Exercise brief: Reproduce every one of the following entries verbatim, changing nothing.
━━━━━━━━━━━━━━━━━━━━━━━━━━━━━━
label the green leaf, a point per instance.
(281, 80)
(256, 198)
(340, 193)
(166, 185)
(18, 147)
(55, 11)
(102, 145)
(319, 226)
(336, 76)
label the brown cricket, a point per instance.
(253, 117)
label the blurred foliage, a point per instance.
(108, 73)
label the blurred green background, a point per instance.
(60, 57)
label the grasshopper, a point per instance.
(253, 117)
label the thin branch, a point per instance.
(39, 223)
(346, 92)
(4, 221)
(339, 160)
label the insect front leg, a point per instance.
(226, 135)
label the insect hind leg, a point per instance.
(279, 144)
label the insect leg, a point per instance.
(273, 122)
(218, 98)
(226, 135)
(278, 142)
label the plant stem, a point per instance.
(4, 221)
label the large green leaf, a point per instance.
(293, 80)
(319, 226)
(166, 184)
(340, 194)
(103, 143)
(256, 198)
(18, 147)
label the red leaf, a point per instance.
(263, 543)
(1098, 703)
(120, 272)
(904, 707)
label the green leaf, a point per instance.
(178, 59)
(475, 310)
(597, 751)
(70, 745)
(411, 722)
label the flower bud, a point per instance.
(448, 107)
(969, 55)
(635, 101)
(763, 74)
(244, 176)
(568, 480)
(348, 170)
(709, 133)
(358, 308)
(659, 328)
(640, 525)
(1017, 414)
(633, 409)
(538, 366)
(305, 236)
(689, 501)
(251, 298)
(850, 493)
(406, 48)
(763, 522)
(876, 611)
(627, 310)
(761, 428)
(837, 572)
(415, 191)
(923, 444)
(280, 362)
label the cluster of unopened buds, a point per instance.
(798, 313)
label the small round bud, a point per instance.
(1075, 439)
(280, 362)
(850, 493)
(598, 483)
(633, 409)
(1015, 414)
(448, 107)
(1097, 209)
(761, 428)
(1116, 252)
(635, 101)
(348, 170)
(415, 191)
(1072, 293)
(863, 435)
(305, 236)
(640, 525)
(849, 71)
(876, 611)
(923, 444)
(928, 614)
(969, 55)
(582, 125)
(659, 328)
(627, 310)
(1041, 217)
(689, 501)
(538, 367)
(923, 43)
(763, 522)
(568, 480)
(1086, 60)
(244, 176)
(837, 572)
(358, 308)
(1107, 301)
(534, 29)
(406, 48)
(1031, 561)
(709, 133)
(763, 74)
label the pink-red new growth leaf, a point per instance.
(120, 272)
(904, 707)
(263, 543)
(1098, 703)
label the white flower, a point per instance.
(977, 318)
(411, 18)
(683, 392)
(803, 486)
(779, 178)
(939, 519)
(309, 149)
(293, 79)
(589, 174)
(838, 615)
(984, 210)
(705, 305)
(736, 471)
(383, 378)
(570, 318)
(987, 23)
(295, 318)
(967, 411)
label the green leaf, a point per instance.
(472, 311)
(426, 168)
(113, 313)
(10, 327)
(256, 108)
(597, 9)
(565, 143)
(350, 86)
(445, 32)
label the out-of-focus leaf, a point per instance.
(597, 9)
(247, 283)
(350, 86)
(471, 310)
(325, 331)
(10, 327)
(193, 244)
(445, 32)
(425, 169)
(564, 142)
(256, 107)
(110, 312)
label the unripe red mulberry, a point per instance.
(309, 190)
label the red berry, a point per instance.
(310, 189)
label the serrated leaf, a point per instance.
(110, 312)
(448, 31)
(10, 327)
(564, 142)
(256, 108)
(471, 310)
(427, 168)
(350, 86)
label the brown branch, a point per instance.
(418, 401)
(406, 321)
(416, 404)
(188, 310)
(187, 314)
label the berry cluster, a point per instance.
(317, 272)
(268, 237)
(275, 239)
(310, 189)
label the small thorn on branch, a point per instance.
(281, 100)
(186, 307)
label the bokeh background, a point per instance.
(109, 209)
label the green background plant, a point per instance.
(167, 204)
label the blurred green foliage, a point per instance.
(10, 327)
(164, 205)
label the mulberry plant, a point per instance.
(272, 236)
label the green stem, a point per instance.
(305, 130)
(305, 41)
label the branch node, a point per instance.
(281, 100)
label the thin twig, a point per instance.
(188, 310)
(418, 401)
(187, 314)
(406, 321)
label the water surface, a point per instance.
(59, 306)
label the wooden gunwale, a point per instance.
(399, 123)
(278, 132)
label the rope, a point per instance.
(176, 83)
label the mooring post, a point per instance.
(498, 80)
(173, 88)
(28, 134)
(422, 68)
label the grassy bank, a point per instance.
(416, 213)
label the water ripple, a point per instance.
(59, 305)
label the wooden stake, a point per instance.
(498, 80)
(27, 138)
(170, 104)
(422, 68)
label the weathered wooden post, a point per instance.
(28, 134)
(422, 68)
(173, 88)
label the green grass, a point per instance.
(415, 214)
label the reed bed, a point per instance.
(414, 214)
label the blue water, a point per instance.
━━━━━━━━━━━━━━━━━━━━━━━━━━━━━━
Finished exercise:
label the green leaf, a point per instance.
(281, 80)
(256, 198)
(340, 193)
(166, 185)
(18, 147)
(55, 11)
(102, 145)
(319, 226)
(336, 76)
label the brown cricket, a point per instance.
(253, 117)
label the blurred foliage, a point per instance.
(108, 73)
label the blurred green background, a point per instance.
(60, 57)
label the grasshopper, a point per instance.
(253, 117)
label the thin branch, a point per instance.
(39, 223)
(346, 92)
(4, 221)
(339, 160)
label the insect front leg, a point per instance.
(226, 135)
label the insect hind leg, a point per instance.
(279, 144)
label the insect leg, a point per instance.
(273, 122)
(218, 98)
(226, 135)
(278, 142)
label the plant stem, a point per instance.
(4, 221)
label the large green leaf, a point per instance.
(293, 80)
(319, 226)
(166, 184)
(340, 194)
(103, 143)
(256, 198)
(18, 147)
label the red leaf, a point per instance.
(263, 543)
(1098, 703)
(120, 272)
(904, 707)
label the green leaf, a point per instance.
(178, 59)
(475, 310)
(597, 751)
(70, 745)
(411, 722)
label the flower bud, a point per instance.
(448, 107)
(969, 55)
(635, 101)
(763, 74)
(244, 176)
(568, 480)
(348, 170)
(709, 133)
(358, 308)
(659, 328)
(640, 525)
(1017, 414)
(633, 409)
(538, 366)
(305, 236)
(689, 501)
(251, 298)
(850, 493)
(406, 48)
(763, 522)
(876, 611)
(627, 310)
(761, 428)
(837, 572)
(415, 191)
(923, 444)
(280, 362)
label the cluster of unopened buds, a point per instance.
(798, 313)
label the small round bud, a point per instance.
(1075, 439)
(280, 362)
(850, 493)
(598, 483)
(633, 409)
(1015, 414)
(448, 107)
(1097, 209)
(761, 428)
(1116, 252)
(635, 101)
(348, 170)
(415, 191)
(1072, 293)
(863, 435)
(305, 236)
(640, 525)
(849, 71)
(876, 611)
(923, 444)
(928, 614)
(969, 55)
(582, 125)
(659, 328)
(627, 310)
(1041, 217)
(689, 501)
(538, 367)
(923, 43)
(763, 522)
(568, 480)
(1086, 60)
(244, 176)
(837, 572)
(358, 308)
(1107, 301)
(534, 29)
(406, 48)
(1031, 561)
(709, 133)
(763, 74)
label the pink-red new growth leaf, a point per instance.
(120, 272)
(904, 707)
(263, 543)
(1098, 703)
label the white flower, a point per instance.
(977, 318)
(411, 18)
(683, 392)
(803, 486)
(779, 178)
(939, 519)
(309, 149)
(293, 79)
(589, 174)
(838, 615)
(984, 210)
(705, 305)
(736, 471)
(383, 378)
(570, 318)
(987, 23)
(295, 318)
(967, 411)
label the green leaf, a point per instance.
(472, 311)
(426, 168)
(113, 313)
(10, 327)
(256, 108)
(597, 9)
(565, 143)
(350, 86)
(445, 32)
label the out-of-focus leaf, a point per instance.
(597, 9)
(247, 283)
(350, 86)
(471, 310)
(325, 331)
(10, 327)
(193, 244)
(445, 32)
(425, 169)
(564, 142)
(256, 107)
(110, 312)
label the unripe red mulberry, a point per instance.
(309, 190)
label the red berry, a point per instance.
(310, 189)
label the serrated leaf, a point per instance.
(110, 312)
(448, 31)
(10, 327)
(564, 142)
(256, 108)
(471, 310)
(427, 168)
(350, 86)
label the brown branch, a point per instance.
(418, 401)
(406, 321)
(416, 404)
(188, 310)
(187, 314)
label the berry cluster, a point per instance.
(317, 272)
(268, 237)
(275, 239)
(310, 189)
label the small thorn on branch, a point per instance.
(281, 100)
(186, 307)
label the bokeh background, a point per instance.
(109, 209)
label the green background plant, a point per instance.
(167, 204)
label the blurred green foliage, a point per instance.
(10, 327)
(164, 205)
label the mulberry plant, a point per instance.
(272, 236)
label the green stem, a point per instance.
(305, 130)
(305, 41)
label the branch node, a point per instance.
(281, 100)
label the thin twig, a point per instance.
(188, 310)
(418, 401)
(187, 314)
(406, 321)
label the water surface, a point per instance.
(59, 306)
label the wooden gunwale, a point per instance.
(399, 123)
(278, 132)
label the rope, a point per instance.
(176, 83)
label the mooring post, a point per instance.
(498, 80)
(173, 88)
(28, 134)
(422, 68)
label the grassy bank, a point per instance.
(416, 213)
label the water ripple, a point per instance.
(59, 305)
label the wooden stake, a point per instance.
(498, 80)
(27, 138)
(170, 104)
(422, 68)
label the weathered wooden post, a point per instance.
(28, 134)
(422, 68)
(173, 88)
label the green grass, a point per instance.
(415, 214)
label the reed bed, a point per instance.
(414, 214)
label the blue water, a point per instance.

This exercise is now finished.